* [TEXT BLOCK]:
• • • • • • •

Simulator helps prevent grain-handling injuries, increases grain bin safety, trains first responders

larry flowers state fire marshall 2014_OSUE_GC0140_flowers

Larry Flowers, Ohio State Fire Marshall

Ohio’s first grain rescue simulator trailer — designed by faculty and students from The Ohio State University’s College of Food, Agricultural, and Environmental Sciences — is now used to educate first responders, grain industry employees and farm families about the hazards of flowing grain. This simulator maximizes the public-private partnerships between the university, the Ohio Fire Academy and the Ohio agribusinesses that contributed resources toward the project.

The Grain C.A.R.T. (Comprehensive Agricultural Rescue Trailer) is a dynamic teaching aid, said Dee Jepsen, state safety leader for Ohio State University Extension. It enhances safety

education in farm communities and trains first responders who are called to an agricultural scene where grain is stored. It’s used with the Ohio Fire Academy’s agricultural rescue direct-delivery training modules and with OSU Extension’s grain bin rescue outreach education program.

Rescue personnel requested training in these unconventional rescue situations, where they have limited experience and knowledge of the agricultural conditions that exist.

Essentials

  • The need for grain-handling safety programs is significant, considering that every year approximately 26 Ohio farm workers lose their lives to production agriculture. Flowing grain and grain storage is one of the contributing factors. In the past 10 years, 14 Ohio farmers have died due to engulfments in grain bins, entanglements in augers, falls from grain bin-related structures and electrocution.
  • Mounted on a 40-foot flatbed trailer, the Grain C.A.R.T. includes a grain bin, a gravity wagon, a grain leg system with augers and other training essentials.
  • The Grain C.A.R.T. was used for training in 26 counties on 54 days in fiscal year 2014, according to the Ohio Fire Academy.
  • This OSU Extension outreach program presented live demonstrations of grain engulfment and equipment entanglements to the farming community, to grain co-op employees and to first responders — reaching approximately 12,000 participants.

“The value of this partnership is, not only are we providing information to the agricultural community, but also to first responders in those communities. Seventy percent of Ohio is protected by volunteer fire departments, so being able to take this hands-on training to them is valuable,” said Larry Flowers, Ohio state fire marshal.

For more information: agsafety.osu.edu.

Extension reaches millions of Ohio cropland acres through Certified Crop Advisers training

OSU Extension educates CCAs, maximizing the university's impact on millions of acres of farmland statewide. (pictured: Tina Lust and Harrold Watters)

OSU Extension educates CCAs, maximizing the university’s impact on millions of acres of farmland statewide. (pictured: Tina Lust and Harold Watters)

• • • • • • •

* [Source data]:
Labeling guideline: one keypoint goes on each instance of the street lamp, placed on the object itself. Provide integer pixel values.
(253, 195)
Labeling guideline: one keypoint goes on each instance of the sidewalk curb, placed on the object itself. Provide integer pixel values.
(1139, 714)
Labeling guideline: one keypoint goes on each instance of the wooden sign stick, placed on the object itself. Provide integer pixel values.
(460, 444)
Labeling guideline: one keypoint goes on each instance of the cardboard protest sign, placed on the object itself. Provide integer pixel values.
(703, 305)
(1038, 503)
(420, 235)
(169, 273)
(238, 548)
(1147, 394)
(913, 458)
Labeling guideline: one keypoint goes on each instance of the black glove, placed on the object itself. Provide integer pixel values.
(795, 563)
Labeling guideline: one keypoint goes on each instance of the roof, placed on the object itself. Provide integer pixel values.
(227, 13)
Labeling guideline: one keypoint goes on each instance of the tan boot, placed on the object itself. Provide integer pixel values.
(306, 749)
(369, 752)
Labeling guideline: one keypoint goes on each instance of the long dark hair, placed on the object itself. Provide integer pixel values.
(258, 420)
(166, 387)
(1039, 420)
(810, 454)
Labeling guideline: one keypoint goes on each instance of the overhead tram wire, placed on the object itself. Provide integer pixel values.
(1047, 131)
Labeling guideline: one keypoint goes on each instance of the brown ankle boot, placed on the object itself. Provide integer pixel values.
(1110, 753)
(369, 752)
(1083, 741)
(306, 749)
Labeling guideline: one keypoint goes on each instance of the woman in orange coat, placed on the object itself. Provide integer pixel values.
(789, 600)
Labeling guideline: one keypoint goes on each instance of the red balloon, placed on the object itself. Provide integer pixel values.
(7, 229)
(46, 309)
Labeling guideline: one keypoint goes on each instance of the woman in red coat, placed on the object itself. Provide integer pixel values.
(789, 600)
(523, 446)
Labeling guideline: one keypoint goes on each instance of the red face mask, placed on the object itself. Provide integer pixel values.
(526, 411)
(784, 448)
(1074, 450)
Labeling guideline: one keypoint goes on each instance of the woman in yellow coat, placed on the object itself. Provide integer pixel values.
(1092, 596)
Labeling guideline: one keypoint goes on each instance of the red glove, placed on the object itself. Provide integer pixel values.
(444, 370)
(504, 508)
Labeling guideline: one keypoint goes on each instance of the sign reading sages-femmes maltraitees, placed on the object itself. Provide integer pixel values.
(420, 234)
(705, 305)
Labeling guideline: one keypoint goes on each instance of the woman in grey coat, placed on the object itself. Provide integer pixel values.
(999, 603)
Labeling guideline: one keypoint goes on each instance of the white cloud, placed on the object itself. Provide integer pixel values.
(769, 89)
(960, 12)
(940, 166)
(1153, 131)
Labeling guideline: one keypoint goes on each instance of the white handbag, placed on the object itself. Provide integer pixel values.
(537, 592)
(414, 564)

• • • • • • •

* [INSTRUCTIONS]:
A. In two sentences, summarize the text on Ohio's grain rescue simulator trailer.
B. According to the text on Ohio's grain rescue simulator trailer, in how many counties and on how many days was the Grain C.A.R.T. used for training in fiscal year 2014?
C. Pick up the Ohio State University Extension text after its final sentence and continue writing it.

* [TASK-BY-TASK OUTPUTS]:
A. Ohio's first grain rescue simulator trailer, the Grain C.A.R.T., was designed by faculty and students from The Ohio State University's College of Food, Agricultural, and Environmental Sciences. Mounted on a 40-foot flatbed trailer, it is used to educate first responders, grain industry employees and farm families about the hazards of flowing grain.

B. It was used in 26 counties on 54 days.

C.
As part of her job to advise producers statewide on farming issues, Tina Lust regularly reads the Crop Observation and Recommendation Network (CORN) newsletter, written weekly by Ohio State University Extension specialists.

The publication offers information on Ohio agronomic crops, and it is just one of the ways OSU Extension works year-round to continually educate Certified Crop Advisers (CCAs) through agronomic workshops, presentations, schools and conferences — providing them the most up-to-date information needed to help producers increase yields, increase financial bottom lines, reduce environmental impact and boost the state’s overall economy.

CORN newsletter is part of Extension’s efforts to reach Ohio farmers one crop adviser at a time. Working to educate CCAs helps to extend and maximize The Ohio State University’s impact on Ohio crops to millions of acres of farmland statewide, said Harold Watters, an OSU Extension agronomy field specialist and coordinator of the university’s Agronomic Crops Team.

Essentials

  • OSU Extension provides training year-round, offering the continuing education credits needed by Ohio’s 540 Certified Crop Advisers to retain their certification.
  • CCAs each consult on an average of 40,000 to 50,000 acres of Ohio farmland.
  • The economic impact that CCAs have on farmers can be easily $100 per acre, according to industry efforts.
  • CCAs need to earn 40 hours biannually in the following training categories, all of which OSU Extension offers either for free or at a nominal charge: nutrient management, pest management, soil and water management, and crop management.
  • CCA training is offered by 40 members of OSU Extension’s Agronomic Crops Team, Extension’s county educators and, specifically, 65 agriculture educators throughout Ohio’s 88 counties.
  • CORN newsletter has some 3,800 subscribers, including farmers, producers, CCAs and agriculture professionals in Ohio and surrounding states.

“Extension professionals offer unbiased, research-based information that CCAs can provide to farmers,” said Tina Lust, past chair, Ohio CCA Board, which works closely with the Ohio AgriBusiness Association. “Agriculture is our No. 1 industry, and farmers need that information to keep on top of new research, technology and innovations in order to farm economically and efficiently, and to stay in business.”

For more information: corn.osu.edu.

Local foods programs promote healthy, sustainable and equitable food systems in urban cities

Urban agriculture offers city-dwellers the ability to grow their own produce and increase the community’s access to safe, local foods. (pictured: Carol Contrada, Lucas County commissioner)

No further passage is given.